━━ SUPPLIED INFORMATION ━━

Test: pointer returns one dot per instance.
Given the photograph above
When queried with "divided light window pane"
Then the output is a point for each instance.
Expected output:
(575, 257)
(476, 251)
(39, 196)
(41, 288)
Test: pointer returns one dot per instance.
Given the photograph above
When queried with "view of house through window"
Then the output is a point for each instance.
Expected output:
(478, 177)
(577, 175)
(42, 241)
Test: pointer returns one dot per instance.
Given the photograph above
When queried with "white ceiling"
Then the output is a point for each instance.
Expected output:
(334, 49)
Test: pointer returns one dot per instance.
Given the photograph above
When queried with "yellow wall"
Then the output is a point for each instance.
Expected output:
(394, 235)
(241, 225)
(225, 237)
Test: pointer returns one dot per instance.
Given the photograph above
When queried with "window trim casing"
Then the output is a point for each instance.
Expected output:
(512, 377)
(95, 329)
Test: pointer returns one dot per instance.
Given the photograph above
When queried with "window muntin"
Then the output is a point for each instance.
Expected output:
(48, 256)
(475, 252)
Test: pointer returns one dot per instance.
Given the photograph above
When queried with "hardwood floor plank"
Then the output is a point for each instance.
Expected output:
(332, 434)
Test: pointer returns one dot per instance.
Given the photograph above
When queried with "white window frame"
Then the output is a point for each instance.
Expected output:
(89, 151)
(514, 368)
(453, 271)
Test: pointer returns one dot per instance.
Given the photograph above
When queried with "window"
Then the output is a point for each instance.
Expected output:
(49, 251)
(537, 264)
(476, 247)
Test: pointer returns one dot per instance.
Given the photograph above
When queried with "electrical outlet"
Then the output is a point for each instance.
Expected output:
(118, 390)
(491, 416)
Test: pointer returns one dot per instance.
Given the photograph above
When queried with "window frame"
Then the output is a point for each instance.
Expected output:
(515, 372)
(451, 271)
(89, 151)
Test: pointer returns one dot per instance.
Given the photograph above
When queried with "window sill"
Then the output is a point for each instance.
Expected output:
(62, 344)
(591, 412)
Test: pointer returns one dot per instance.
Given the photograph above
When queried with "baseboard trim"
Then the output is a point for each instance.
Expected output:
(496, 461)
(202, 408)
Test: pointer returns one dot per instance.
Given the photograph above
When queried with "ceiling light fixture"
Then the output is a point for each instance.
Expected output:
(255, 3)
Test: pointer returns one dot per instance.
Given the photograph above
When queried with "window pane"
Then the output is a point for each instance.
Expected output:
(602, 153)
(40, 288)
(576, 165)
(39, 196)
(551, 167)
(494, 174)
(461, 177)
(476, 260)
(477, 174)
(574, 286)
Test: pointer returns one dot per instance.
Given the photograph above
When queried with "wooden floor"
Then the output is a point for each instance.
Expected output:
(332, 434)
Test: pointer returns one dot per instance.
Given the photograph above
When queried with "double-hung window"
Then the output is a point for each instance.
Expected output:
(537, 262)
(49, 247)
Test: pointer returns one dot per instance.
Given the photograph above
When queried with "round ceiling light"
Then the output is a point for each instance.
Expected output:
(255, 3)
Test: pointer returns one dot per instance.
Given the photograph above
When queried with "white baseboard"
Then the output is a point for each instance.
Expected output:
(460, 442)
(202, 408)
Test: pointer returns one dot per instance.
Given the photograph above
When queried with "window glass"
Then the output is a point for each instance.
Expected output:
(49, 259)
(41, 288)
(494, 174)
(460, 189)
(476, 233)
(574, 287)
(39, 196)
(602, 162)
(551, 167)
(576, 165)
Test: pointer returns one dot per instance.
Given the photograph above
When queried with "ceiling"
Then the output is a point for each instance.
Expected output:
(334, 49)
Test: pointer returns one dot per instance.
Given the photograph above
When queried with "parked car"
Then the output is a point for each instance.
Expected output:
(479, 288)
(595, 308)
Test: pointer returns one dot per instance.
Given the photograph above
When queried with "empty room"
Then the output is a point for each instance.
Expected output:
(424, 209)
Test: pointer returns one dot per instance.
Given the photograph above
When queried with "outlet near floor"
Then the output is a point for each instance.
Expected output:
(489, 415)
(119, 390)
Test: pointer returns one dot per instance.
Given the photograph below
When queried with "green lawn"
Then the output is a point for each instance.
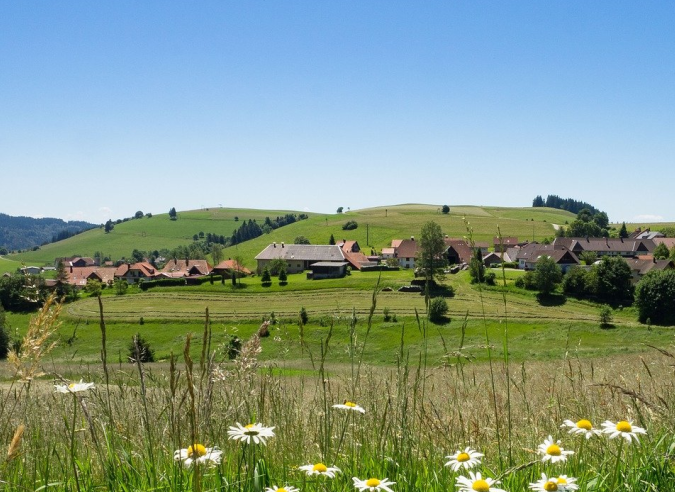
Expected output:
(377, 227)
(165, 315)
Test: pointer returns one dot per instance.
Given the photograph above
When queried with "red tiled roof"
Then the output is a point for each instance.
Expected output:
(232, 265)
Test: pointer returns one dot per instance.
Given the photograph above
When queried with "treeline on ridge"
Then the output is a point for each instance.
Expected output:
(569, 204)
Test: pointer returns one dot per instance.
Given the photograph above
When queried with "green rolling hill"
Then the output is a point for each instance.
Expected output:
(376, 228)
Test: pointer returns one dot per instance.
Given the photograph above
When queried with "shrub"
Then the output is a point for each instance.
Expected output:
(139, 350)
(4, 336)
(527, 281)
(266, 278)
(233, 347)
(655, 298)
(387, 316)
(438, 308)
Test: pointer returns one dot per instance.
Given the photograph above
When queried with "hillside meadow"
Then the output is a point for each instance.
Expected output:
(377, 227)
(389, 403)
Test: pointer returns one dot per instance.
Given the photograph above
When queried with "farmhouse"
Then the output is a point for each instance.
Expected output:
(138, 271)
(607, 246)
(640, 266)
(503, 243)
(185, 268)
(298, 257)
(227, 267)
(457, 251)
(352, 253)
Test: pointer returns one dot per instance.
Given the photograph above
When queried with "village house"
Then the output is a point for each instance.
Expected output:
(607, 246)
(457, 251)
(493, 258)
(227, 267)
(136, 272)
(353, 254)
(176, 268)
(503, 243)
(641, 266)
(79, 276)
(298, 257)
(75, 261)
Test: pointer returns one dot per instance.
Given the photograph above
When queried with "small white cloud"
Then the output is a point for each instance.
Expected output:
(647, 218)
(106, 212)
(79, 215)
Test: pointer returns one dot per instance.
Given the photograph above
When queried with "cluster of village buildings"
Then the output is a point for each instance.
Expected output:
(330, 261)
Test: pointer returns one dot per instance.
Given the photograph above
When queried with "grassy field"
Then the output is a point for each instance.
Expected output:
(164, 316)
(377, 227)
(126, 432)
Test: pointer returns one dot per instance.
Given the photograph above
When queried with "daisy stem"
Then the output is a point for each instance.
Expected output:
(616, 467)
(72, 442)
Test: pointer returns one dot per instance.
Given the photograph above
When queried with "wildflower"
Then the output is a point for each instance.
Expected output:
(477, 484)
(551, 451)
(583, 427)
(562, 483)
(285, 488)
(373, 484)
(350, 405)
(257, 433)
(466, 459)
(320, 469)
(197, 453)
(73, 387)
(623, 429)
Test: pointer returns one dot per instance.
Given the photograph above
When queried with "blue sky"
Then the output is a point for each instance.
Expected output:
(110, 108)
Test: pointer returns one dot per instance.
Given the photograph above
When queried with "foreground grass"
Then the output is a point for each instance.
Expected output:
(122, 434)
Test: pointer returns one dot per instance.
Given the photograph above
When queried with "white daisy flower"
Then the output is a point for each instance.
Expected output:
(551, 451)
(476, 483)
(285, 488)
(583, 427)
(350, 405)
(622, 429)
(73, 387)
(197, 453)
(320, 469)
(256, 433)
(562, 483)
(373, 484)
(466, 459)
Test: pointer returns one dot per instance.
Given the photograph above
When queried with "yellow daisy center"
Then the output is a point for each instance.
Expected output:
(584, 424)
(196, 450)
(250, 431)
(553, 450)
(624, 426)
(480, 486)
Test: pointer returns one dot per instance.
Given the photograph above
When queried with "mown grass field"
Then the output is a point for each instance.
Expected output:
(377, 227)
(164, 316)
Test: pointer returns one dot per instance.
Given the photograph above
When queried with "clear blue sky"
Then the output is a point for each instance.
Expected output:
(107, 108)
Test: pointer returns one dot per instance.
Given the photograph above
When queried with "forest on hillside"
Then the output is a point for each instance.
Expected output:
(28, 232)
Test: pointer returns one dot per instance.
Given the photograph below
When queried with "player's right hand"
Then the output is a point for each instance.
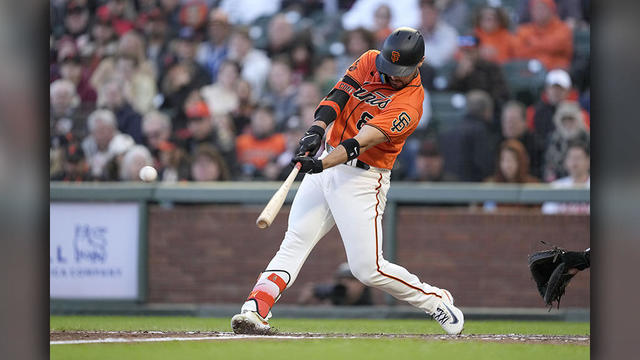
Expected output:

━━━

- DIRECTIONS
Which lines of the records above contain the string "ceiling" with matching case? Find each such line and copy it out in full.

- WRITTEN ANSWER
When queried with "white ceiling"
When queried with "ceiling light fixture"
When queried with "round ceiling light"
When queried with "ceiling"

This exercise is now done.